• **Problem description**
Reproduce the lines of the listing, starting at the line containing "Can you spot any palm tree in this picture?" and ending at the final line of the listing, with the requests included unchanged. Multiply every bounding-box coordinate in the answers by 2.5 and round each result to a whole number, with halves rounded up.

[Records contained in a dataset]
********

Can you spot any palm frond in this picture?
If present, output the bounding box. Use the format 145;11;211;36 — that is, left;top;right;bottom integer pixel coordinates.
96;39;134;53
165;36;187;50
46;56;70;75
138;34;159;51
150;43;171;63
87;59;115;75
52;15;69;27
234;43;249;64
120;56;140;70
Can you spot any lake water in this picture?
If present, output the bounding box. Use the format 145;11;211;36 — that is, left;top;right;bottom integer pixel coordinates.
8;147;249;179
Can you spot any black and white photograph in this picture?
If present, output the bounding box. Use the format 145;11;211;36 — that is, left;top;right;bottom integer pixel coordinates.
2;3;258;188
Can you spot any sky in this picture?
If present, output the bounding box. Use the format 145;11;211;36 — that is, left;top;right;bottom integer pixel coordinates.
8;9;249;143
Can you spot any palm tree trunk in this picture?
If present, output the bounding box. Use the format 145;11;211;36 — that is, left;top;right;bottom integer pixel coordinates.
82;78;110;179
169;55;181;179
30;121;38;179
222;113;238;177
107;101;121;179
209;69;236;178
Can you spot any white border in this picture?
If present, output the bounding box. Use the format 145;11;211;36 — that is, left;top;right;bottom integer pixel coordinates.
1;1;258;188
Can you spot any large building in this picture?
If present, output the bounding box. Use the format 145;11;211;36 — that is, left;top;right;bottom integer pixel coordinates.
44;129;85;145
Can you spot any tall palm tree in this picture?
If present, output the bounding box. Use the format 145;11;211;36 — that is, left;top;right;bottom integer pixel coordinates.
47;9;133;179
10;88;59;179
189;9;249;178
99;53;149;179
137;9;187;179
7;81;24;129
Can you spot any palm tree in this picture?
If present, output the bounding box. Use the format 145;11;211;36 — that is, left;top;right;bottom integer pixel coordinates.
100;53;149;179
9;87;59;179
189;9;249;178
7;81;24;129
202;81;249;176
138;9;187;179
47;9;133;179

********

• **Exercise output**
Can you spot any palm tree in this picture?
If present, output the bounding box. Use the format 145;11;211;36 — that is, left;top;right;bottom integer pixel coordinates.
250;133;373;448
23;218;148;448
473;23;623;445
18;203;60;323
505;203;623;440
345;23;468;448
118;23;333;448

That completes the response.